(WORK ORDER):
List every person the profile of Botello below mentions by name.

(EXTRACTED TEXT):
# # # #

But then the ocean had something to say.
Botello dropped into the water, and as the water enveloped her and eased the burden of the diving gear, fishes of all different types and colors swirled around her.
It was, she explained, something about the infinite expanse of the ocean that helped her feel that anything was possible – that she could follow the path she wanted.
“I felt like there was no one there to judge me,” said Botello. “It made me feel like I could be myself and have the future I wanted even if it didn't look like what society expected from me.”
The way forward became clear, and in a gap year she took after graduating from the Autonomous University of Baja California, Botello connected with Professor Eric Salzman at UCI. “He told me about this wonderful woman at UCI who works in caves,” said Botello.
That wonderful woman was Johnson, who studies paleoclimate by visiting caves in places like Mexico and southeast Asia. Those caves record chemical signatures that reveal what Earth’s climate was like deep in the past.
Botello applied for graduate school at UCI to work with Johnson. Johnson answered Miranda's email and told her about a new Ph.D. student opening in her lab, and Botello gasped so loudly that her dad stopped the car they were in on a busy street.
“‘What happened?’” Botello’s dad asked.
Botello was in tears.“Now, here I am, studying how tropical forests have changed in southeast Asia since over the last 20,000 years,” said Botello.
It’s a story the ocean helped write. Another story is one Botello wrote themselves.
When she was 15 years old, Botello started writing poetry, and as she wrote emotions started surfacing she did not know were there.
What she discovered was herself; what she discovered is that she’s queer.
“I think that I always knew there was something different in the way I saw everyone and especially the way I saw girls, but I never realized what it was until I started writing,” said Botello, whose younger sisters, inspired by her, started creative writing projects of their own.
But Botello’s newfound identity led to some difficulties. “‘Ew, don´t say that,” some of Botello’s classmates would say. “I remember how they pointed at me and called me names,” said Botello, who grew up in a religious culture. “Accepting myself as queer was hard, but once I did it became easy to tell people.”
“I try to be the best version of myself because I don’t know what people are experiencing,” said Botello, who, endeavoring to be a role model for others, published a story dedicated to her girlfriend in a Mexican magazine. “We are not always realizing how hard life is for other people.”
The ocean helped Botello find their way into science, empowering them to write their own stories.
Now, as a queer person in the Earth system sciences, anything feels possible.

# # # #

(DATA BELOW):
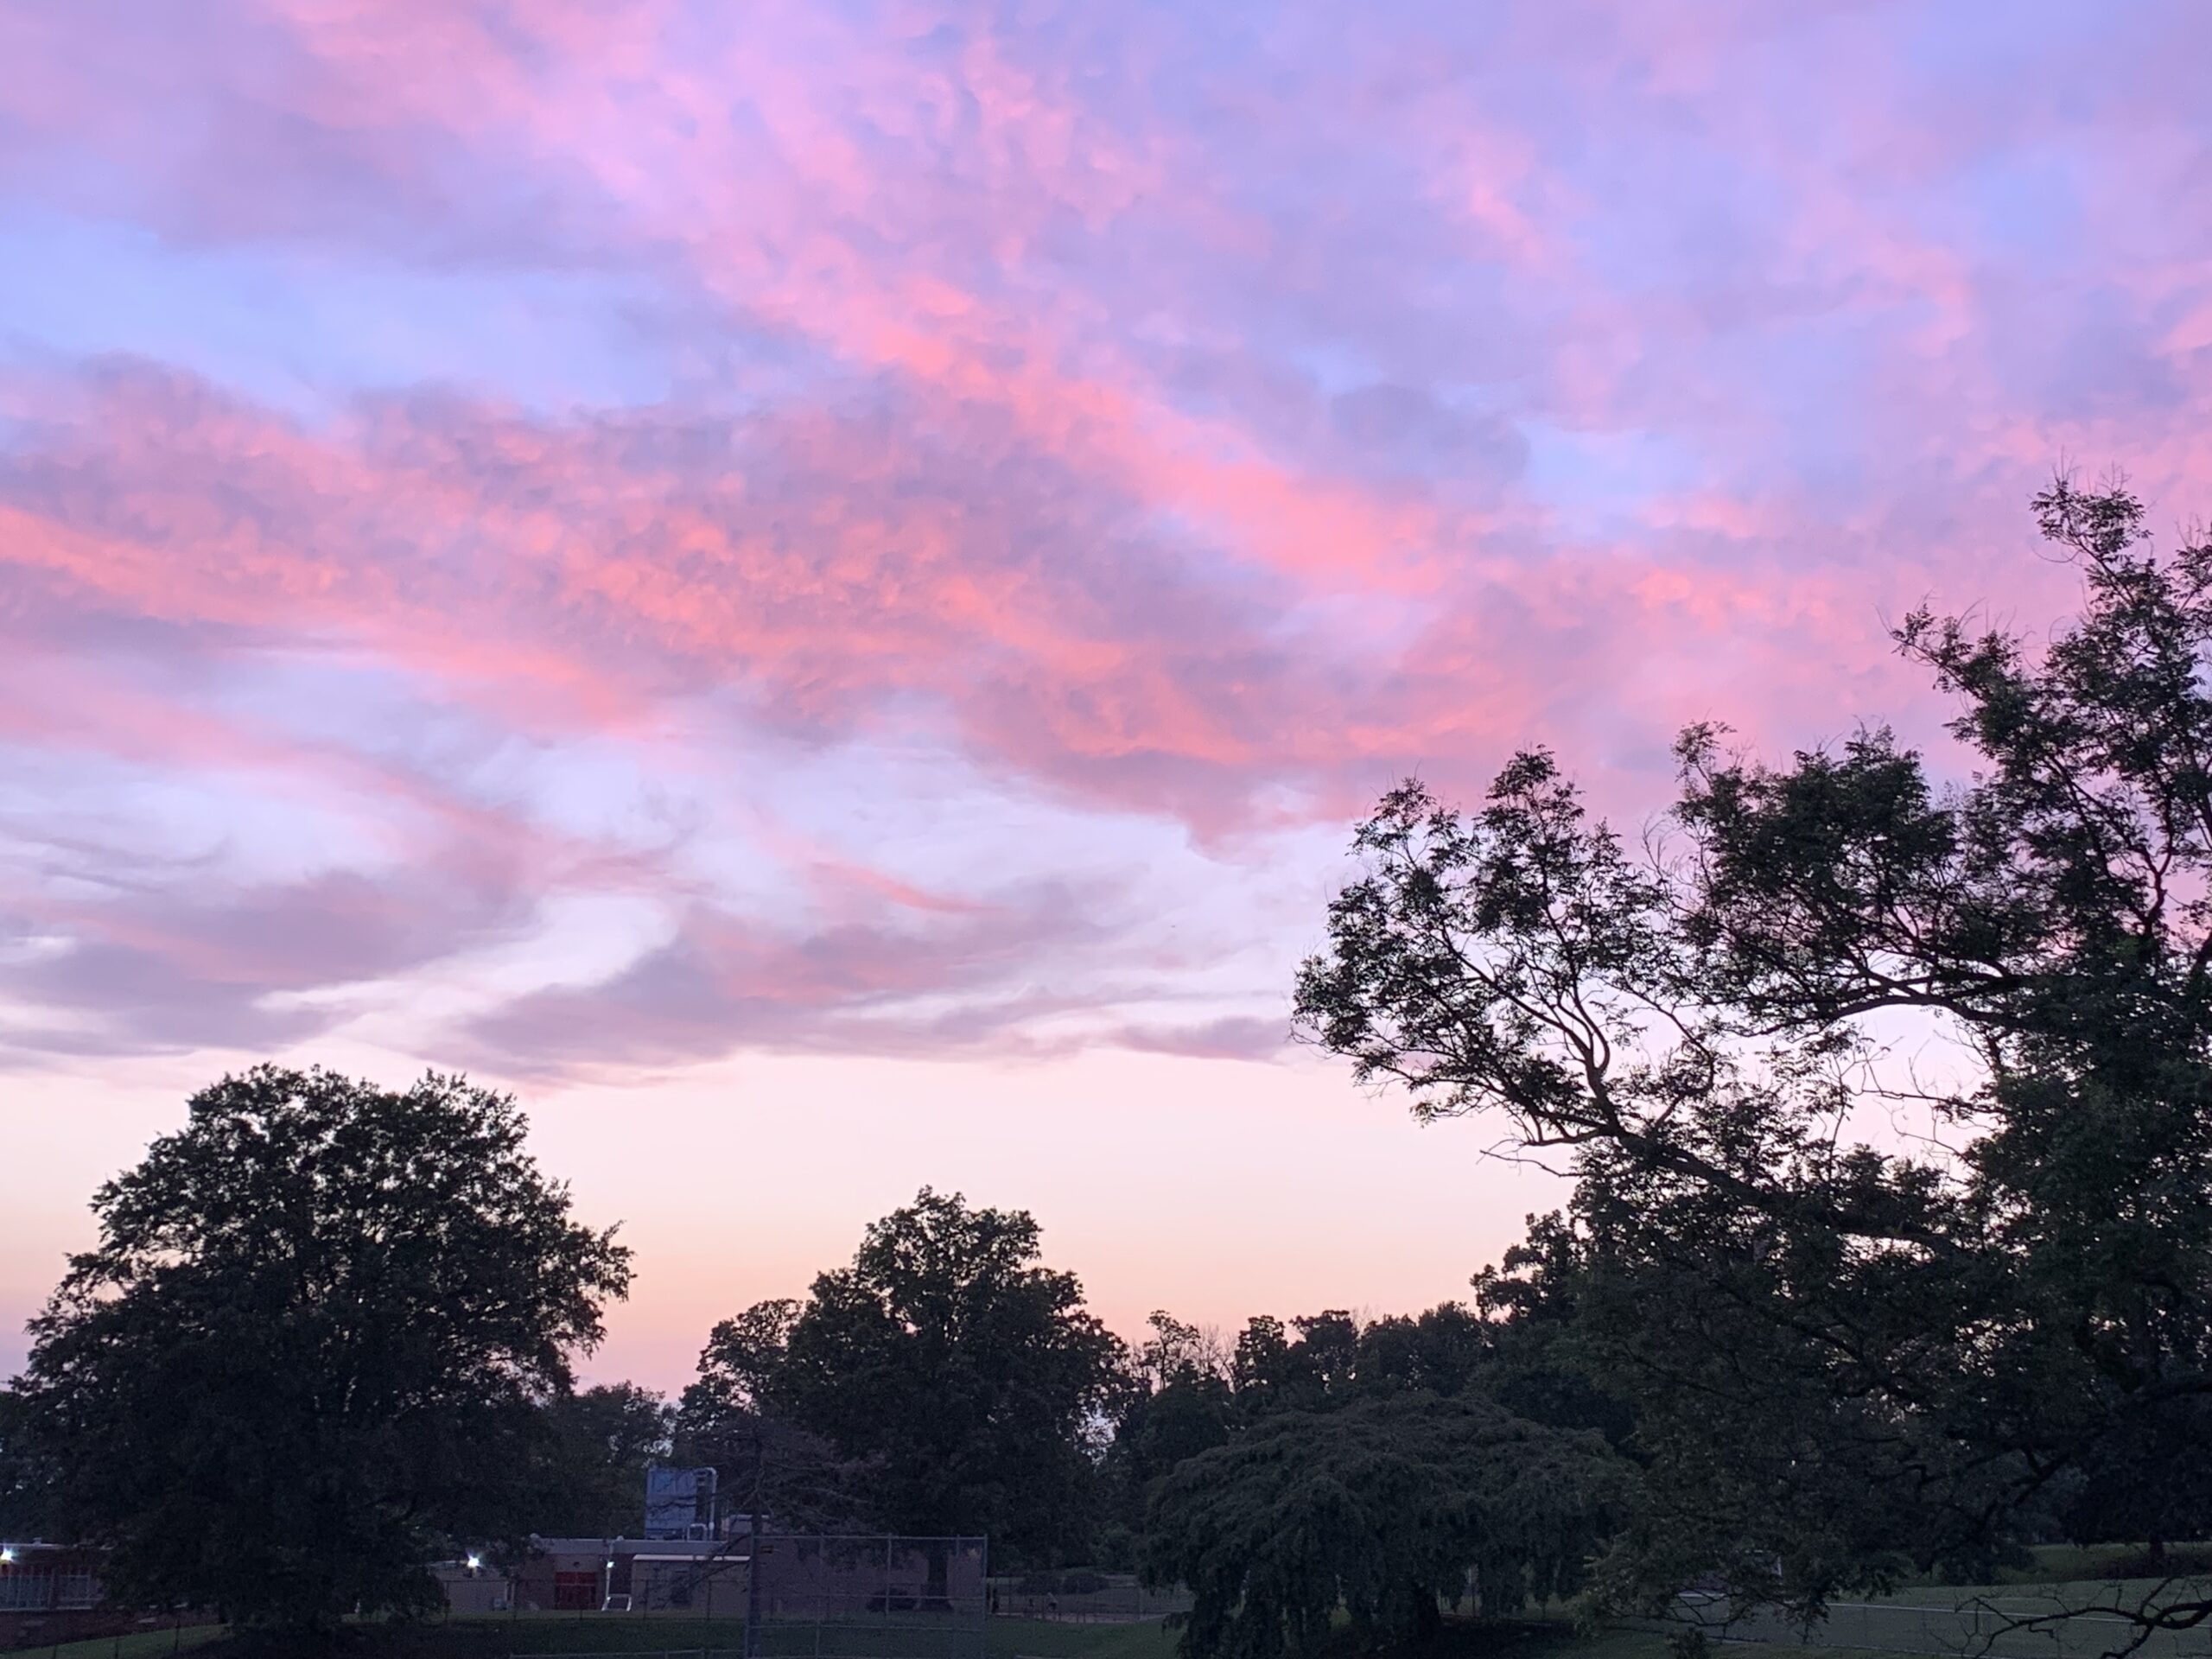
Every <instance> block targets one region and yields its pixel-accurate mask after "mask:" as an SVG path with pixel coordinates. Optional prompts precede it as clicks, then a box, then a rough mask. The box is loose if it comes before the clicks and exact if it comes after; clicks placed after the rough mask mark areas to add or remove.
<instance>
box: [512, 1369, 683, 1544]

# # # #

(EXERCISE RESPONSE):
Botello, Eric Salzman, Johnson, Miranda